» Work required
Turn everything from the start of the items down to the line containing "232 141 277 192" into a JSON list of strings, one string per line, leaving out blank lines. Cover only those lines.

Coordinate annotation entries:
____

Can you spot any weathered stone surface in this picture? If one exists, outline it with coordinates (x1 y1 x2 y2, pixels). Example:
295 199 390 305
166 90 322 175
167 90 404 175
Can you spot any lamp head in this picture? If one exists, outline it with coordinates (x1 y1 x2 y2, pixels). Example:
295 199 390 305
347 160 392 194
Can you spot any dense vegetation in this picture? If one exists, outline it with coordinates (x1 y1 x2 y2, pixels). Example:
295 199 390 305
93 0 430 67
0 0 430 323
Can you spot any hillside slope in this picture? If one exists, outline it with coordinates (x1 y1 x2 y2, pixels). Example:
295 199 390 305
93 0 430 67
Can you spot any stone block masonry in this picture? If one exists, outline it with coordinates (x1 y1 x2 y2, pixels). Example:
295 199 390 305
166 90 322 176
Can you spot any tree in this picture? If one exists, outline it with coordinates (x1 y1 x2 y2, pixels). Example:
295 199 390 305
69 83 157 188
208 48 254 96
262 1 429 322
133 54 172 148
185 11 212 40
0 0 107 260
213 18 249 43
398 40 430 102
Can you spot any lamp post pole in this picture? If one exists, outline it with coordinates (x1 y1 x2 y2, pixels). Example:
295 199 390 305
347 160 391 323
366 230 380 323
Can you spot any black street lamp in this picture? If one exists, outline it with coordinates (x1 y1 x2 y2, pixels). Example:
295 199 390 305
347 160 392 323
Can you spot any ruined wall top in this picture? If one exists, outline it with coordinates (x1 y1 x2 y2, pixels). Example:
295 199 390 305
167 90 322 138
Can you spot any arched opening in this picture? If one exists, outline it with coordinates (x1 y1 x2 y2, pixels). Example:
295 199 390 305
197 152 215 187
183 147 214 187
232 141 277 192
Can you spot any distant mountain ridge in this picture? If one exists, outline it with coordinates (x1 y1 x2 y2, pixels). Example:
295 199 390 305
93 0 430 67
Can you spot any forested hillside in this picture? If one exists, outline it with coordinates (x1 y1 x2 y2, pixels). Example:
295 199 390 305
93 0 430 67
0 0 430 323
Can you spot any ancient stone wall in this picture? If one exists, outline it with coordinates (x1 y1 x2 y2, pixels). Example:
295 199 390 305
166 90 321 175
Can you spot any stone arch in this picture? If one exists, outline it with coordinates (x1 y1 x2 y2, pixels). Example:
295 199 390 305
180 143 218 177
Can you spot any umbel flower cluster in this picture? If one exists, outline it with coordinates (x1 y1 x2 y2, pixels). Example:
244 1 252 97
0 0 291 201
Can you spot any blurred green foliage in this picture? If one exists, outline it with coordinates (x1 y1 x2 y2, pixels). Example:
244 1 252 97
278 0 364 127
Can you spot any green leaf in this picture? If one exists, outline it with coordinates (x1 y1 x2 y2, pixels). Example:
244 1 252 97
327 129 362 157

____

» Response for this exercise
[
  "Can you spot any weathered stone surface in this picture? If one exists, outline it with coordinates (x1 y1 x2 y2, pixels). Example:",
  "295 199 390 305",
  "166 90 322 175",
  "167 90 404 175",
  "Can you spot any lamp head in this picture? If one exists, outline it with coordinates (x1 y1 x2 y2, pixels). Example:",
  "295 199 390 305",
  "347 160 392 194",
  "Can you spot any dense vegetation in this picture? If one exists, outline it with coordinates (x1 y1 x2 y2, pixels). Example:",
  "295 199 390 305",
  "93 0 430 67",
  "0 0 430 323",
  "Can you spot any hillside slope in this picture? If one exists, outline it with coordinates (x1 y1 x2 y2, pixels). Example:",
  "295 199 390 305",
  "93 0 430 67",
  "Can you spot any stone block masonry in this picture? If one exists, outline it with coordinates (x1 y1 x2 y2, pixels). Example:",
  "295 199 390 305",
  "166 90 322 176",
  "Can you spot any tree in this picture? If one exists, outline it with coordinates (x1 y1 x2 y2, pixels). Example:",
  "295 199 390 305",
  "69 83 157 188",
  "208 48 254 96",
  "262 1 429 322",
  "133 54 172 148",
  "185 11 212 40",
  "0 0 107 260",
  "213 18 249 43",
  "398 40 430 102",
  "Can you spot any lamp post pole in this picture? If one exists, outline it with coordinates (x1 y1 x2 y2, pixels). Example:",
  "295 199 390 305",
  "347 160 391 323",
  "366 230 380 323",
  "Can you spot any black street lamp in this picture? If one exists, outline it with coordinates (x1 y1 x2 y2, pixels). Example:",
  "295 199 390 305",
  "347 160 392 323",
  "Can you spot any ruined wall top in this picture? If one exists, outline it with coordinates (x1 y1 x2 y2, pixels). Example:",
  "295 199 390 305",
  "167 90 322 138",
  "Can you spot any arched opening in this picture? If one exists, outline it with coordinates (x1 y1 x2 y2, pixels). Example:",
  "295 199 390 305",
  "197 152 215 187",
  "183 147 214 187",
  "232 141 277 192"
]